BEGIN Document segment

Skin the colour of evening

In Shyama , Bombay Jayashri sings some finely chiselled pieces from Shyama Sastry, the 18th century master composer 

Music Today
Rs 75

Shyama Sastri was born in 1762 at Tiruvarur. His favorite deity was Kamakshi, and many of his slow unravelling swarijatis were sung in her praise. Kanchi Kamakshi (this link will take you to notations in English for this swarajati) in Bhairavi, and Kamakshi in Yadukula Kambhoji, have remained perennial concert favourites. Shyama Sastry's father and forefathers were priests at the temple of Bangaru Kamakshi. He choose to write in Telugu, Sanskrit and Tamil, and signed off as Shyama Krishna.

Shyama Sastry is revered as one of the Trinity, the other two placed on the same pedestal being Thyagaraja and Muthuswamy Dikshitar. Shyama Sastry's compositions are marked by a very studied and expansive unfolding of the raga. Singing a composition of his, musicians will tell you, is as good as trying out an alapana, exploring phase by phase the intricacies of the raga. Yet the felicity of his structure is such that even a beginner feels comfortable singing the Bhairavi swarajati, while she might feel overwhelmed if told to attempt a Bhairavi alapana. A swarajati, incidentally, is considered an excercise meant for learners, but Shyama Sastry's swarajatis are so exquisite that seasoned artistes perform them regularly alongside the heavier kritis.

On this tape, the Begada varnam Dayanidhe leaves you asking for more of the raga as your ears try to catch the elusive dhaivatam (the sixth note). Jayashri has grown more contemplative, or that is the effect Shyama Sastry has on her. A decade ago, her pace was unremittingly fast and she went in for rare ragas to engage her audience. In this album, classical aficionados will have heard all the pieces. Jayashri lovingly caresses each gamaka, rounds off each swara, reaches out for the right amount of tension in each note, and unerringly captures the essence of the raga.

Paahi sri giriraje suthe in raga Anandabhairavi is preceded by a short but pithy alapana. Next comes the gem in raga Yadukula Kambhoji. The swarajati seems to lose itself in a swoon of contemplation. It hypnotises you with its majestic pace. Devi Brova in Chintamani is characterised by the special restraint in the raga's scale itself. Janya of the Senavati melakarta, the suddha rishabham and suddha dhaivatham, and the Todi scale nishadham, together make for delicate understatement.

Kalyani forms the mainstay of Side Bm with Ninnuvina. R K Sriramkumar, the violinist, does not get the quietness of Jayashri's rendering, and his instrument sometimes sounds too screechy. I have heard very good performances from him. The mrudangam by Ganapathi Ram is full of bass, and its deep resonance matches Shyama Shastry's solemn compositions.

The kriti Kamakshi towards the end is a very sedate interpretation of raga Madhyamavati. No racing up and down the scale. While Thyagaraja's style mostly comprises a bird's eye view of the whole raga in the first two lines, with Shyama Sastri there is never any haste to discover the promised richness. The Punnagavarali composition Kanaka Shaila is brief, but lingers on with its constant reaching-out feeling.

END Document segment
BEGIN Data supplied

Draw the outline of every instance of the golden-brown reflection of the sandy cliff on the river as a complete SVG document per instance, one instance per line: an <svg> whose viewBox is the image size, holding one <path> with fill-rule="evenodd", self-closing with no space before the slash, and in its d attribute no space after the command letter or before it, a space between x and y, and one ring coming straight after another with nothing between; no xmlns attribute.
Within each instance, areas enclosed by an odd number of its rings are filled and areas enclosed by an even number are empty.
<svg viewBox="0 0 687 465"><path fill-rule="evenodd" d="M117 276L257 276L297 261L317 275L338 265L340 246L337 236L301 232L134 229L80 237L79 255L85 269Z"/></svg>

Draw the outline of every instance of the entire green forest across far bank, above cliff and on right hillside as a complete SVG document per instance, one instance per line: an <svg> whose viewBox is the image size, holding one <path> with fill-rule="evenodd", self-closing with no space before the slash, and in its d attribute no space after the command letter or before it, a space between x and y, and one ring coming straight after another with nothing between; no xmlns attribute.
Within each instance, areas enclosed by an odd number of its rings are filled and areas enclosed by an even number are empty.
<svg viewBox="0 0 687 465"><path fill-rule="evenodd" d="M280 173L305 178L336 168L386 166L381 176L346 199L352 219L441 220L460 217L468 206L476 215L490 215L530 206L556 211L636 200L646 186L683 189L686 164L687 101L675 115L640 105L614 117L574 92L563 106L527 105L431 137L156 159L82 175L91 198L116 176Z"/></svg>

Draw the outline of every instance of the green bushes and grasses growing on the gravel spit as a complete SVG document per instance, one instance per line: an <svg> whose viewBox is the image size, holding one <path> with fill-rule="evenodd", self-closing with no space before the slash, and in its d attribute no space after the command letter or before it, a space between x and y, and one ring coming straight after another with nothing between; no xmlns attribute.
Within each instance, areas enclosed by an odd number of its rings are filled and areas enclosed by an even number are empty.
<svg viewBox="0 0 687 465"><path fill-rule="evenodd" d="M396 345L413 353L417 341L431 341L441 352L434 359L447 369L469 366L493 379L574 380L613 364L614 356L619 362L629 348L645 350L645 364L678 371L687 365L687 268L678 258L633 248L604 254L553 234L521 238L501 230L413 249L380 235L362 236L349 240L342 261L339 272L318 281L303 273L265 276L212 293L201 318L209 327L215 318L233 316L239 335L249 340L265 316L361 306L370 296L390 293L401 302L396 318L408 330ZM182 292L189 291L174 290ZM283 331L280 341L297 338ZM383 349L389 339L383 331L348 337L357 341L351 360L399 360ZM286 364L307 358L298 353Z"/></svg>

END Data supplied

Using the information =
**1)** Reproduce the passage of the album review starting at "Kalyani forms the" and ending at "Shastry's solemn compositions.".
**2)** According to the album review, which languages did Shyama Sastry choose to write in? Name all of them.
These entries have nothing to do with the album review.

Answers by item =
**1)**
Kalyani forms the mainstay of Side Bm with Ninnuvina. R K Sriramkumar, the violinist, does not get the quietness of Jayashri's rendering, and his instrument sometimes sounds too screechy. I have heard very good performances from him. The mrudangam by Ganapathi Ram is full of bass, and its deep resonance matches Shyama Shastry's solemn compositions.

**2)** Telugu, Sanskrit and Tamil.